----- EXCERPT PROVIDED -----

I really don't think some men grasp that not all relationships are the same. I think they worry that if we behave differently towards their kids to our own then the kids will be upset. frankly they need to figure out that forcing the issue is more likely to send their kids running for the hills!

I think it would be very different if I had known them since they were little, but at 11 and 9 they are old enough to make their own decisions. I have only known them for 2 years and to be honest they accepted me straight away and other than the usual parenting style clashes and kids pushing boundaries it has been a really good blend so far.

dsd used to be really huggy and clingy with me but I think it was more because dp really struggled with splitting his time and affection between his two kids. his son is very demanding and would become hysterical of he didn't have daddy's 100% attention (he is the eldest) and she used me as a comfort blanket as she felt so neglected by her dad. having heard from several people including their mum's mum things were the same with her mum so she literally never had her turn at being centre of attention. my amazing mil (died last year) took me to one side and asked me to back her up with trying to make dp realise what he was doing. it took a long time but he has learnt brilliantly and now she gets her turn and he does stuff with them both and doesn't leave her out she doesn't want or need me to be her comfort blanket which is lovely!

OP posts:
shey03 · 08/09/2014 13:26

Yes, in the past my dp has equated that I don't hug/kiss his kids because I must not like them nor want to! How dense is that?!? What about the bigger issue, that they don't want me to! Jeez, the lead must come from the kids, I give the kids what they want, which is a distance between us... And that is because I do care for them. It's not that difficult to understand is it, I just really wonder the complexities of being a NRP when small things are so hard to grasp and that negative inferences are attached to everything left, right and centre... Sounds like you're doing a great job, just ignore dp as I do when he says things that are not right, in your heart you know they're not right.

wheresthelight · 08/09/2014 14:00

Aww thanks shey that is a lovely thing to hear! especially on these boards.

I think the biggest issue is the nrp is terrified that the kids will feel unwanted and not want to come to see them. and I do understand that fear. but they still need to have their privacy amd space respected just like we as adults do.

-----

WHAT YOU NEED TO DO
1 – In the forum thread about stepchildren, how old are the partner's two children?
2 – Carry the forum thread about stepchildren on from its last sentence, keeping the same informal voice.

----- DATA EXTRACTS -----

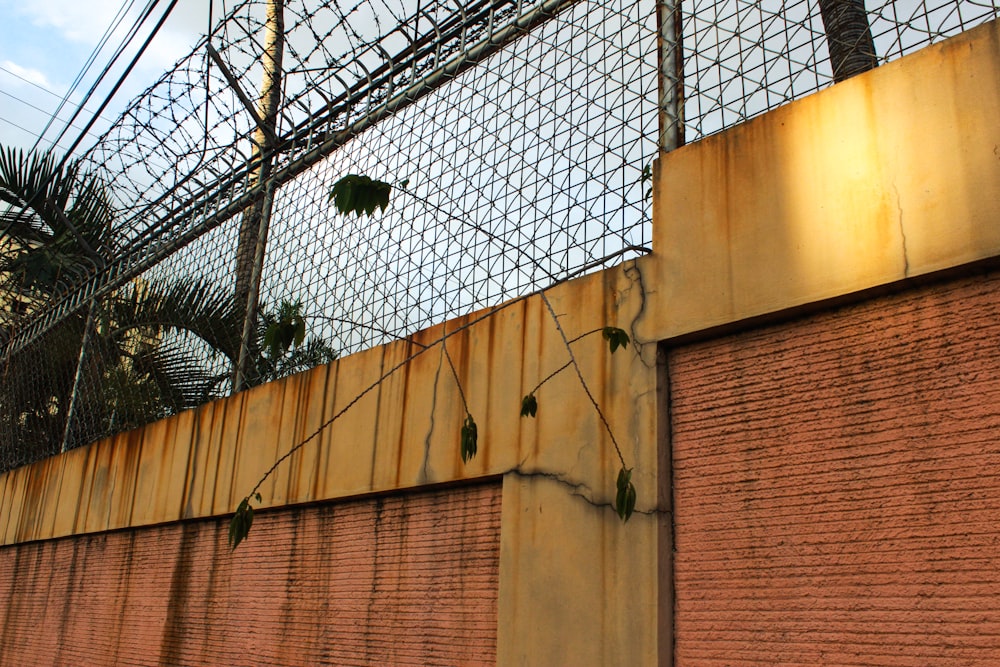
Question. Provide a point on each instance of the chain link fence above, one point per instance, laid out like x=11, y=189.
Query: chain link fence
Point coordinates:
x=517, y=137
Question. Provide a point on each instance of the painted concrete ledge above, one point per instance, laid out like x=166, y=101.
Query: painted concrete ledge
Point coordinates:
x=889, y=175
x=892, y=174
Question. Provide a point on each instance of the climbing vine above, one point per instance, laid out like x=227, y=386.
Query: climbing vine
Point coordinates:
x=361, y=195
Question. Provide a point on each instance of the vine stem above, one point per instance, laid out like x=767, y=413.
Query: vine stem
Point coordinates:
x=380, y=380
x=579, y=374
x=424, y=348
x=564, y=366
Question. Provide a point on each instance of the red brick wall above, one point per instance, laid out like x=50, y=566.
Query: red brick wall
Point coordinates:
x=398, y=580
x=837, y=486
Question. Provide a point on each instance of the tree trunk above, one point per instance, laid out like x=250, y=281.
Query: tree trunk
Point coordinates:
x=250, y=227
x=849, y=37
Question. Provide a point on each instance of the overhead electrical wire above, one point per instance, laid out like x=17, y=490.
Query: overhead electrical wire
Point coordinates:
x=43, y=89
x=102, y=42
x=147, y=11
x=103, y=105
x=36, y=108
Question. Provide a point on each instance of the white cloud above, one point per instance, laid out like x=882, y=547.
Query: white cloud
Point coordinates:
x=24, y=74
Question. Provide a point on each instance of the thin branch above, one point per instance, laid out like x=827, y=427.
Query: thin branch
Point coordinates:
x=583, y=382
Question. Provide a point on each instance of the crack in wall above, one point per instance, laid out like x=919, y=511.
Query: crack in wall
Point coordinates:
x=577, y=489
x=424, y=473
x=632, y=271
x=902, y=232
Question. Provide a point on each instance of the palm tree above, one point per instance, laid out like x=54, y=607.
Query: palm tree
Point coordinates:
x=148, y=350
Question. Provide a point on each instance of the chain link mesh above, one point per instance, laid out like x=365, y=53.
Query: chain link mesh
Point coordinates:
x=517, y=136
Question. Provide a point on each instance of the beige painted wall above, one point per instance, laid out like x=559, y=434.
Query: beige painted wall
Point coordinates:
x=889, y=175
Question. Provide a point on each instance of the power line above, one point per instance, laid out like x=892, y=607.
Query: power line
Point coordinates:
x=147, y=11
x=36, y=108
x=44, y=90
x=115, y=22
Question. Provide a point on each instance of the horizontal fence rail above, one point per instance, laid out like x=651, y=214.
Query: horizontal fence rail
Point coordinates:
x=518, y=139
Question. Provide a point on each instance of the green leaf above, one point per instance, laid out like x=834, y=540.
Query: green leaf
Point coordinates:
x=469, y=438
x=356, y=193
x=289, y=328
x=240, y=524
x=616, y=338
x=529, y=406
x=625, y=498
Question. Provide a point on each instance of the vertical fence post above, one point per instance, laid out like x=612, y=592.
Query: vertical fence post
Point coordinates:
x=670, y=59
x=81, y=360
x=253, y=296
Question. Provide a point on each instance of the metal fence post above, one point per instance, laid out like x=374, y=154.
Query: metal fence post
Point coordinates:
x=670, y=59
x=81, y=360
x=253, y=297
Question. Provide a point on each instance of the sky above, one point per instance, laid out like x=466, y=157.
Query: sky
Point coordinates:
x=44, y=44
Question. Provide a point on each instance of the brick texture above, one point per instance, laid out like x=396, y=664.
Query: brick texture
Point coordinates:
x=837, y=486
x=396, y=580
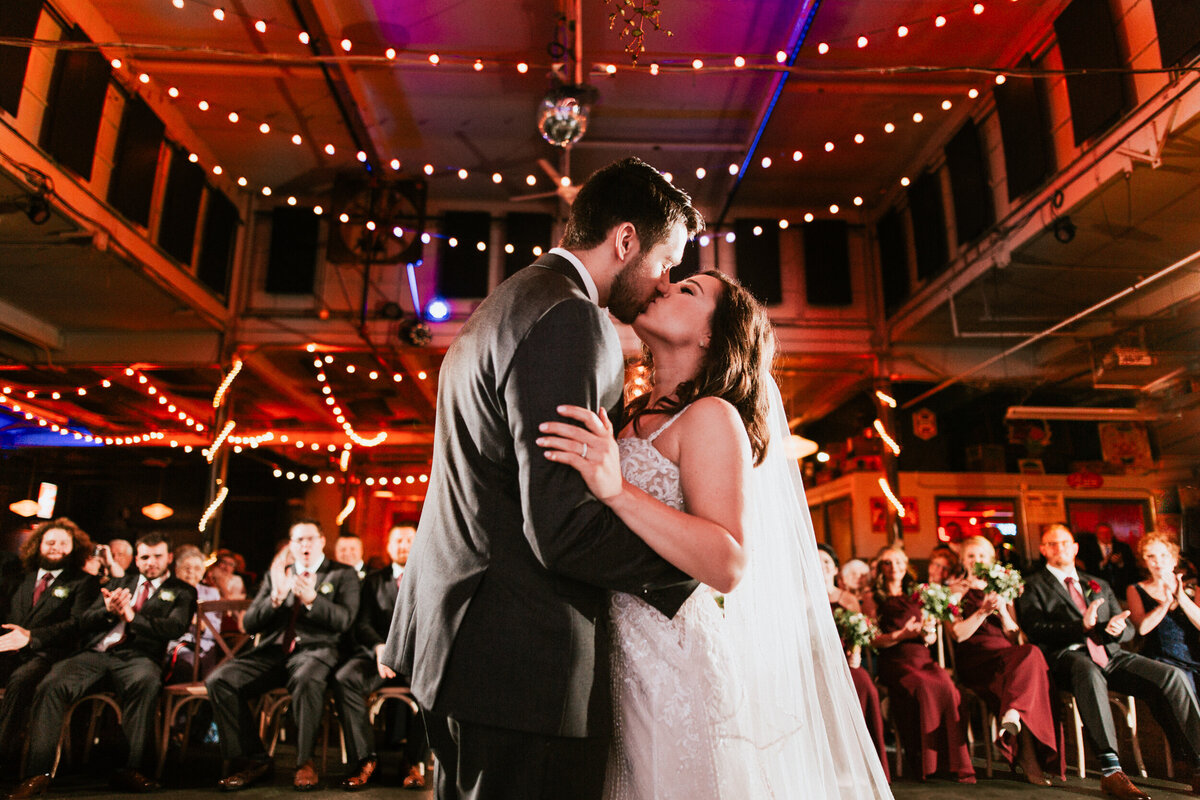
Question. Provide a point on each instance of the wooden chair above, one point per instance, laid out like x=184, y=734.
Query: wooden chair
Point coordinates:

-----
----- DATA EXTRACTS -----

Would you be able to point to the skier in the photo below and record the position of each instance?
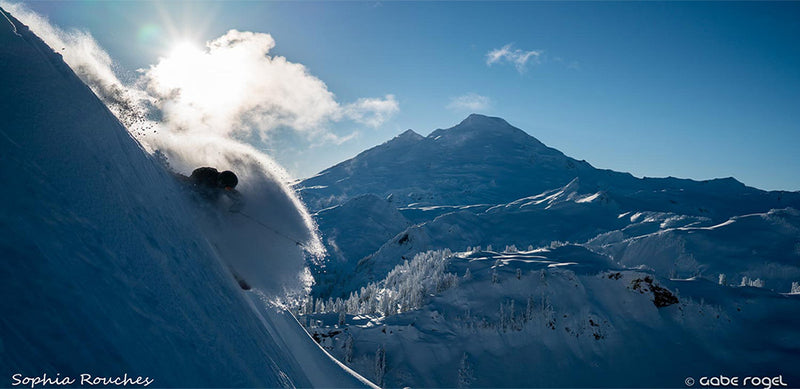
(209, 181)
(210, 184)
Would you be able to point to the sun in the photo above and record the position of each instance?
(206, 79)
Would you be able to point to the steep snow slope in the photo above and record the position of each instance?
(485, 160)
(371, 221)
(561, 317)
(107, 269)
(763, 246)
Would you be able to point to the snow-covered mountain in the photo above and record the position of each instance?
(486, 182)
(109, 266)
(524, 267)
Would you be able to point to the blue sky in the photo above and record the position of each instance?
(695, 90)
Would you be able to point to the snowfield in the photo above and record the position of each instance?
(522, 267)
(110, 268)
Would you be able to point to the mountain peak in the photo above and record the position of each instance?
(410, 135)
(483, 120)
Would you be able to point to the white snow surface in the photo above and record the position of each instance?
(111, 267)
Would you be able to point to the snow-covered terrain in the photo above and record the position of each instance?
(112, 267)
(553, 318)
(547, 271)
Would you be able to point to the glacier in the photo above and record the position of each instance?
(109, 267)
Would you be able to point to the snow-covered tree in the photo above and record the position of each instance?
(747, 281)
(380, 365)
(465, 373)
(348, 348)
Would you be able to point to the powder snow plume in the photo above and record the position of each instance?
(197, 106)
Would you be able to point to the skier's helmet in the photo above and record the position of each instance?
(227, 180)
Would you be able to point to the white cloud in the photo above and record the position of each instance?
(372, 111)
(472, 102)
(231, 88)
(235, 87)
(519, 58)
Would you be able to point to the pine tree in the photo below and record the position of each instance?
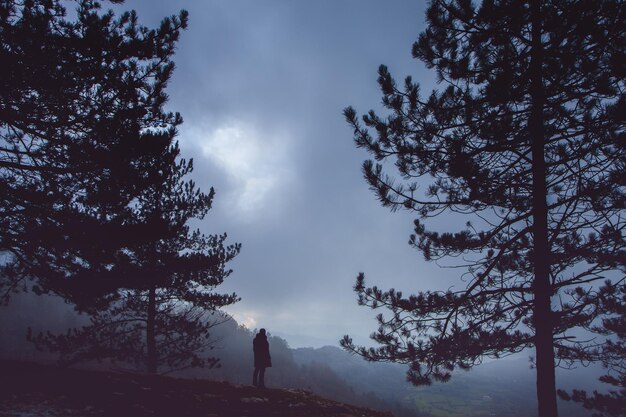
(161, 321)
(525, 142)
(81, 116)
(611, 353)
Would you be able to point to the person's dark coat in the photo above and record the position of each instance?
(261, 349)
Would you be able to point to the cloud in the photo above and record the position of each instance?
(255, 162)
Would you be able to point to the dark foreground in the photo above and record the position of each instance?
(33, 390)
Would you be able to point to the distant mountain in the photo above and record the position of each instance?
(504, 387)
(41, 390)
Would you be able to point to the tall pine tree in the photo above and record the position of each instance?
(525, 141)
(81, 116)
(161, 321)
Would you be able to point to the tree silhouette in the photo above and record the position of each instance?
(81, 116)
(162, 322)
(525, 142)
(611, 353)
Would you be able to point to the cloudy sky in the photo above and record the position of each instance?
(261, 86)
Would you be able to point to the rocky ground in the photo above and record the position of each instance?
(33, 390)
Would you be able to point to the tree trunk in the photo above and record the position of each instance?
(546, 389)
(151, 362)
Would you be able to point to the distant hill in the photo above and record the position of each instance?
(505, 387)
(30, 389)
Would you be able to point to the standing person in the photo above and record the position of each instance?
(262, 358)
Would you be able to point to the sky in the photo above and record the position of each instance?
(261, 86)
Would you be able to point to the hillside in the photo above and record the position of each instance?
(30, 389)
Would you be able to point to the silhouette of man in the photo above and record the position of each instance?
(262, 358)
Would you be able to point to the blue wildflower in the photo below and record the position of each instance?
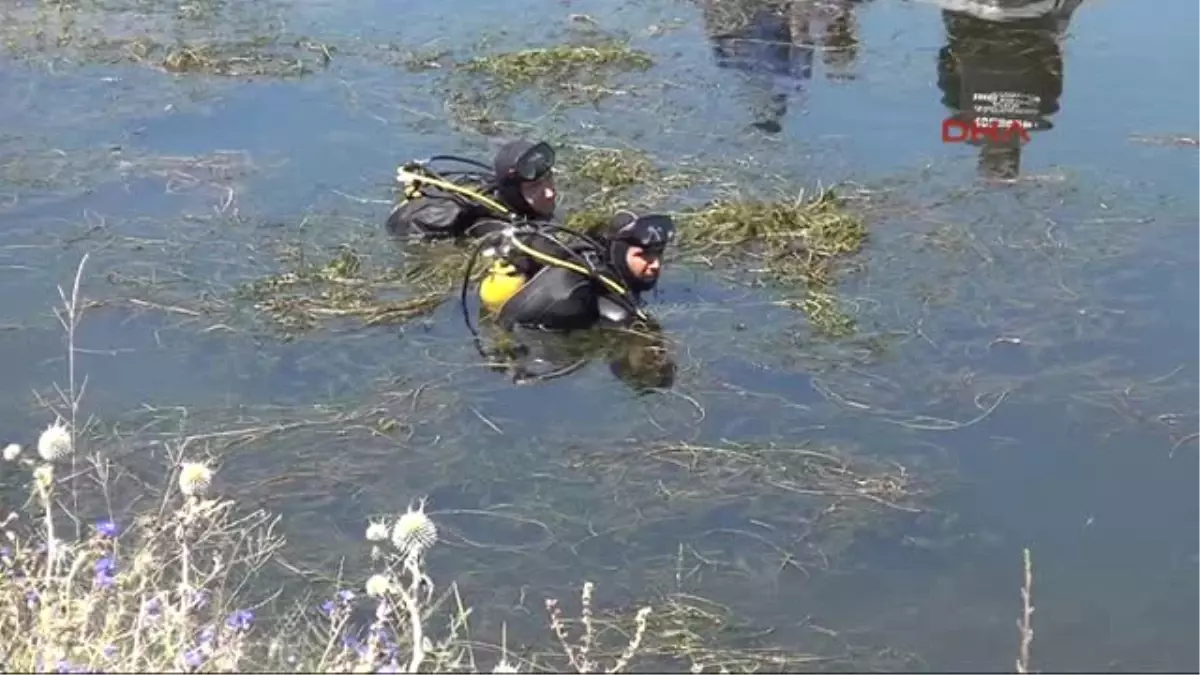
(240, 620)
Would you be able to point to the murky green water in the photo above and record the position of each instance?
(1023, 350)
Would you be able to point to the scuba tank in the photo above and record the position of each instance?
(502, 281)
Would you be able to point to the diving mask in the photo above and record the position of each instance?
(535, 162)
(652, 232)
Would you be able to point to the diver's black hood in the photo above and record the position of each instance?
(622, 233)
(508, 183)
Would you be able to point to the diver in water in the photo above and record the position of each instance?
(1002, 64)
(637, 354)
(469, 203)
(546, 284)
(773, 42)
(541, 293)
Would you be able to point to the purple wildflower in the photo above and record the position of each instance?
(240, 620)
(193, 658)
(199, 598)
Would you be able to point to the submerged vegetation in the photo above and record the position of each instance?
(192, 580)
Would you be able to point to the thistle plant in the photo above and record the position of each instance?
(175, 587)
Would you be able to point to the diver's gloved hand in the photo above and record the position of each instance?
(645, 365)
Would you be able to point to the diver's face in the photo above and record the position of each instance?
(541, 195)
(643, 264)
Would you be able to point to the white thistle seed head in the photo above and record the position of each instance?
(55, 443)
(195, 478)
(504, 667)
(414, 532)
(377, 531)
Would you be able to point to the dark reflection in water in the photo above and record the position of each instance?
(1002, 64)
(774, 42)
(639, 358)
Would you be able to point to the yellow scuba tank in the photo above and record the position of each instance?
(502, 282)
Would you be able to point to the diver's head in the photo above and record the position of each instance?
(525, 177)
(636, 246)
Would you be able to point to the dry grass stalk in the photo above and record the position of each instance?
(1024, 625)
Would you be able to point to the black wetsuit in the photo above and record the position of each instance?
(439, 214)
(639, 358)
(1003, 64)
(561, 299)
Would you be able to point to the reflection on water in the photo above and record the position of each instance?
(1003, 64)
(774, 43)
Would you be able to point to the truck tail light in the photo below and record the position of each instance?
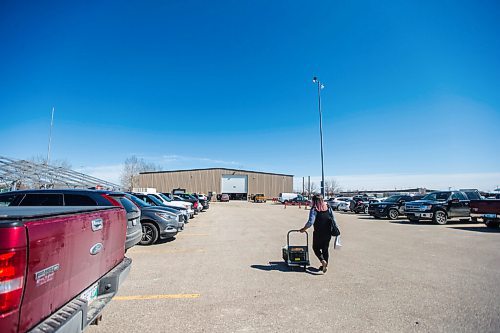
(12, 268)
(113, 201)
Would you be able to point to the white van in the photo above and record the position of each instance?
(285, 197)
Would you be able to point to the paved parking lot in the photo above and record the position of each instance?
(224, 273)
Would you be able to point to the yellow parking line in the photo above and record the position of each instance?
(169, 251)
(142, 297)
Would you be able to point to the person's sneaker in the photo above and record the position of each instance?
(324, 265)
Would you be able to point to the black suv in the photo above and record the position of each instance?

-----

ANSWERS PROVIDED
1 – They are 11 and 9.

2 –
it is a very difficult juggling act especially when you have additional kids.

OP posts:
alwaystryingtobeafriend · 09/09/2014 06:36

Dsc's mother has told them they are not allowed to hug me - ever!! So its totally awkward when dp say to give me a hug. ive said to kids they dont have to its ok and i understand. But if thdy come for a hug ill happily recipricate. Dsd is more likely than dss. I also told dp to stop asking them to hug me as its up to them not him. I then got him to tell the kids that its up to them if they want to. He also proceeded to tell his ex she is being rediculous and making kids feel awkward. 3 yrs later think i have had about 5 hugs in total. Im not bothered i have a neice and nephew who love hugging their AuntieSmile

shey03 · 09/09/2014 17:10

Exactly Always, these poor kids are coached in alot of cases (certainly mine) to dislike us and to keep a distance. If we can accept it, surely our partners can empathise with us (and the kids) and accept it too. We're doing our best in a really awkward situation, I know I am, but rarely get any thanks for it!

Despite how my dp's kids treat me and how it sometimes makes me feel, I am quite likeable/loveable lol! Grin Grin My kids and every other kid I know will happily give me hugs/conversation/jokes/laughs... except these ones as they're 'not allowed to' and probably any mention of anything positive will be WW3 in their house... Can't blame them really, if I was emotionally abused as a child in this way, I'd probably take the easy route and play along with mum. Feel so sorry for NRP's and partners like us who suffer for no reason other than an ex who chooses hate above everything/everyone else. Sad.